> _Objective_
Can you copy out these lines word for word, leaving out the pictures?

> _Polygon annotations for photos_

-- Start --

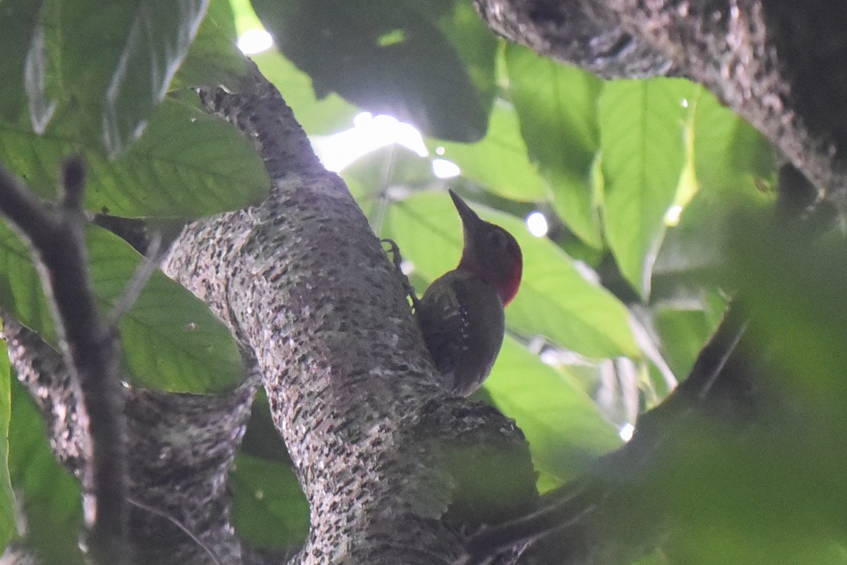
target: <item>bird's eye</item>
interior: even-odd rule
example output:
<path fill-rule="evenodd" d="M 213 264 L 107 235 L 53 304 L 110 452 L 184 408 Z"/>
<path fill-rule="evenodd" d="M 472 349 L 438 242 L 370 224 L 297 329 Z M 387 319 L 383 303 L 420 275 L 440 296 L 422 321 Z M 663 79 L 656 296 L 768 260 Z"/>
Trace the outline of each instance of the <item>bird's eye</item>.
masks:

-- End --

> _Full answer_
target: <item>bird's eye</item>
interior: even-odd rule
example output:
<path fill-rule="evenodd" d="M 213 264 L 107 235 L 53 304 L 110 452 L 184 408 Z"/>
<path fill-rule="evenodd" d="M 472 349 L 438 242 L 370 224 L 297 329 Z M 387 319 L 383 303 L 420 275 L 440 296 L 422 321 Z M 663 79 L 656 296 L 768 260 Z"/>
Trace the outline of each instance of the <item>bird's eye</item>.
masks:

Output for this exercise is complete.